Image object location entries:
↓

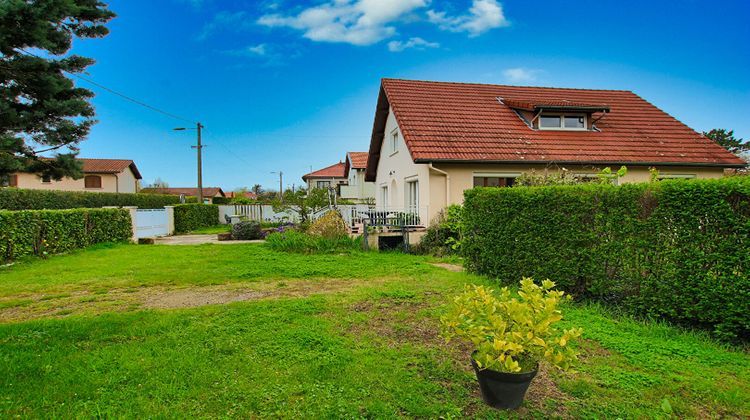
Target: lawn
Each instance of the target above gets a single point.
(239, 330)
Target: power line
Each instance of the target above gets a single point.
(114, 92)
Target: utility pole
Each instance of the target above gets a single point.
(199, 148)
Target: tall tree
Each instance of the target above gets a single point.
(726, 139)
(41, 109)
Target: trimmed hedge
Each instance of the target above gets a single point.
(43, 232)
(189, 217)
(21, 199)
(674, 249)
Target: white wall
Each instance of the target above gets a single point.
(397, 168)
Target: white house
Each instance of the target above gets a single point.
(357, 189)
(99, 175)
(431, 141)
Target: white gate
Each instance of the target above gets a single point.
(150, 223)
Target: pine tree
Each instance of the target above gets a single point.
(41, 109)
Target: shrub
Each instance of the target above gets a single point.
(330, 225)
(512, 334)
(189, 217)
(294, 241)
(674, 249)
(443, 236)
(247, 230)
(43, 232)
(20, 199)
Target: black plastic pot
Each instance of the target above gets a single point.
(503, 390)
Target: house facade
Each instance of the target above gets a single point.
(99, 175)
(330, 176)
(209, 193)
(431, 141)
(356, 188)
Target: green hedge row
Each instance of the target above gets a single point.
(675, 249)
(189, 217)
(43, 232)
(21, 199)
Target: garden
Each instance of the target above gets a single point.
(306, 323)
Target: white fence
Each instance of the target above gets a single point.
(151, 222)
(352, 214)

↑

## Exercise aim
Quote the material exactly. Pictures stay out.

## Solution to this exercise
Target: lawn
Each instance of the target above gets a single point.
(239, 330)
Target: power line
Each instance of the target above gets a single point.
(114, 92)
Target: utility pole
Each instance of the target above gets a single point.
(199, 148)
Target: tall tree
Each instance of the target above gets a single point.
(726, 139)
(41, 109)
Target: trimmed hedge
Each instance of the target above gets a single point.
(43, 232)
(189, 217)
(21, 199)
(674, 249)
Target: white wall
Each instance of the target above gets a single point.
(397, 168)
Target: white house
Each instance of the target above gets a single point.
(357, 189)
(99, 175)
(431, 141)
Target: white gate
Each instance of the target above gets a single point.
(150, 223)
Target: pine tree
Each instance of the target above gets a single point.
(41, 109)
Target: shrub
Each instance of the target above gets a single point.
(330, 225)
(512, 334)
(189, 217)
(294, 241)
(674, 249)
(443, 236)
(247, 230)
(43, 232)
(20, 199)
Target: black plastic pot
Each instance of the target above gets a single point.
(503, 390)
Target: house facade
Each instance of the target above gets a single point.
(99, 175)
(330, 176)
(209, 193)
(431, 141)
(356, 188)
Target: green hedge row
Each instance of the target above gets a single point.
(675, 249)
(189, 217)
(43, 232)
(21, 199)
Target: garden
Each instance of the target above gets a single point.
(306, 323)
Target: white fence
Each instance of the target above gets a single point.
(151, 222)
(352, 214)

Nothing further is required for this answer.